--- Data ---

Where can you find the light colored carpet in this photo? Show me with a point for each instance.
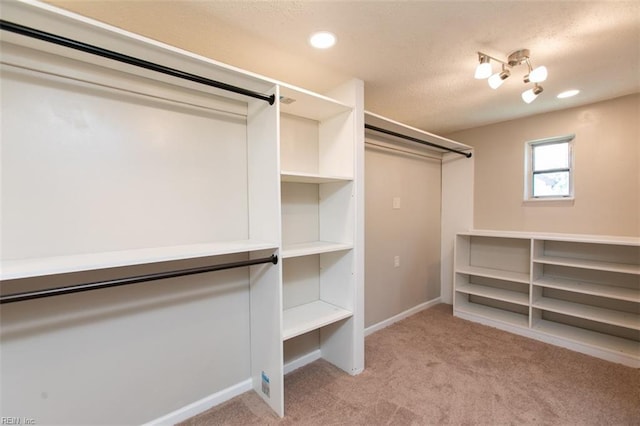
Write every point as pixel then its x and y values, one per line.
pixel 433 368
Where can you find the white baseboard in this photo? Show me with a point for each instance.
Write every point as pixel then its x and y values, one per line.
pixel 217 398
pixel 202 405
pixel 205 403
pixel 609 355
pixel 302 361
pixel 402 315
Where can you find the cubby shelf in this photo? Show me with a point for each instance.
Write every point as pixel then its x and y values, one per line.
pixel 34 267
pixel 313 106
pixel 610 291
pixel 495 293
pixel 599 341
pixel 288 176
pixel 309 317
pixel 608 316
pixel 316 247
pixel 488 312
pixel 588 264
pixel 518 277
pixel 577 291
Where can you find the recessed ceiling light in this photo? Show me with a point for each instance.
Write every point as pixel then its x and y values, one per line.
pixel 568 93
pixel 322 39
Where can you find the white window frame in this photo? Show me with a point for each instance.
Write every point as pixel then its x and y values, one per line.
pixel 529 172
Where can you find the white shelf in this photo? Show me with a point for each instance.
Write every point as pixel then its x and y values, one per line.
pixel 295 177
pixel 34 267
pixel 622 319
pixel 311 316
pixel 588 337
pixel 589 264
pixel 315 247
pixel 488 312
pixel 495 293
pixel 494 273
pixel 612 292
pixel 309 105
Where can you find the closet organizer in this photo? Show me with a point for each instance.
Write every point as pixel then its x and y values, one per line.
pixel 121 154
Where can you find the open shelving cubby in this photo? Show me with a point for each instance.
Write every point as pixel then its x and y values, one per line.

---

Your assignment - Say how many lines in the entries contain the string "cubby", and say nothing else.

Answer area - 2